- **WHAT THE TASK REQUIRES**
Given the entries that follow, write out exactly the lines starting at the one containing "[locate] the large" and ending at the one containing "[locate] the tree branch", both ends included, and only those.
======== MATERIAL SHOWN
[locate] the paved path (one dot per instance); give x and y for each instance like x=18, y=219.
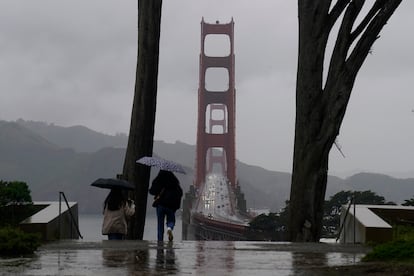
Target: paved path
x=182, y=258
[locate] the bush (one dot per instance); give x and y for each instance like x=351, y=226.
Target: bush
x=394, y=251
x=14, y=242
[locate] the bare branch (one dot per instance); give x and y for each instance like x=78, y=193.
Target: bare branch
x=364, y=23
x=342, y=44
x=371, y=33
x=337, y=11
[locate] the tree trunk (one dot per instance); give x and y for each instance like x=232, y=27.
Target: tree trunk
x=320, y=107
x=141, y=134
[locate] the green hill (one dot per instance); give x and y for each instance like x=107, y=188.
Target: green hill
x=52, y=158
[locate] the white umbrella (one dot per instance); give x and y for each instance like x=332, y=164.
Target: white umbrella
x=162, y=164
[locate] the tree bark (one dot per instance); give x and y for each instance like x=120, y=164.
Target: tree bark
x=320, y=106
x=141, y=134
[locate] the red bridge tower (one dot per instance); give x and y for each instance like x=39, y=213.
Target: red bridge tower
x=216, y=109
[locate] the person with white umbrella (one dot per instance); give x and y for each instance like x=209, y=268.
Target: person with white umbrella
x=167, y=199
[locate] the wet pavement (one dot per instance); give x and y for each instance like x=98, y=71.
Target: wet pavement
x=182, y=258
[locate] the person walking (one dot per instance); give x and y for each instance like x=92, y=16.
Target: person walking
x=167, y=200
x=117, y=210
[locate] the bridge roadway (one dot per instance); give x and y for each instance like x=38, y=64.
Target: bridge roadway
x=215, y=216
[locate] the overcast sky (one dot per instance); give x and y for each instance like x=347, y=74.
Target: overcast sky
x=73, y=63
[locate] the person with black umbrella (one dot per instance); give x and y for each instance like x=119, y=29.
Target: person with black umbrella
x=167, y=199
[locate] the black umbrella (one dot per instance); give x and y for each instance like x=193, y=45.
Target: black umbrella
x=111, y=183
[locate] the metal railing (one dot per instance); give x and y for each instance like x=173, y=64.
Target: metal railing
x=351, y=202
x=71, y=216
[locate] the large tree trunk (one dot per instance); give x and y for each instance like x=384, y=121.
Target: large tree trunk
x=320, y=107
x=141, y=134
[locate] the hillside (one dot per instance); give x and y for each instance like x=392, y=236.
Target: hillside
x=51, y=159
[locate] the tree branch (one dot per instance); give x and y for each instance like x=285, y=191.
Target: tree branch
x=364, y=23
x=371, y=33
x=336, y=11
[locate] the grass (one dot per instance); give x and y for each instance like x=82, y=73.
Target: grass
x=399, y=250
x=14, y=242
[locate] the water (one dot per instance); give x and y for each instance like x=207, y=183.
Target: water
x=90, y=226
x=72, y=257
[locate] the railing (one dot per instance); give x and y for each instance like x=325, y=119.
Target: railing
x=71, y=215
x=344, y=220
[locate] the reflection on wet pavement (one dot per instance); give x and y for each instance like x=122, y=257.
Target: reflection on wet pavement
x=180, y=258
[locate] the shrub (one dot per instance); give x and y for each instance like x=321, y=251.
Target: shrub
x=14, y=242
x=395, y=251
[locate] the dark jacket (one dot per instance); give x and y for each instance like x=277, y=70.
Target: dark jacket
x=167, y=186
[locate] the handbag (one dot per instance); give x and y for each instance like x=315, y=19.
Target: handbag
x=157, y=198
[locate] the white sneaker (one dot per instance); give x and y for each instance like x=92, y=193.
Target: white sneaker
x=169, y=233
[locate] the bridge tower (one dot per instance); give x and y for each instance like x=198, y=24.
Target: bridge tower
x=216, y=108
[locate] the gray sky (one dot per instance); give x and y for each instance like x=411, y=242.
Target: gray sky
x=73, y=63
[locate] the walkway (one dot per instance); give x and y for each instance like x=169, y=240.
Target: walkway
x=182, y=258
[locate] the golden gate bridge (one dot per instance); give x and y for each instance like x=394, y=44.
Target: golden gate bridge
x=214, y=208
================
- **TASK RESULT**
[locate] the large tree trunk (one dot per instance); give x and y for each instance like x=384, y=121.
Target: large tree trunk
x=320, y=107
x=141, y=134
[locate] the hillside (one dot per instance); give x and y for each instance like x=392, y=236.
Target: hillside
x=51, y=159
[locate] the tree branch (one dot per instance); give x and y for each instance like x=285, y=191.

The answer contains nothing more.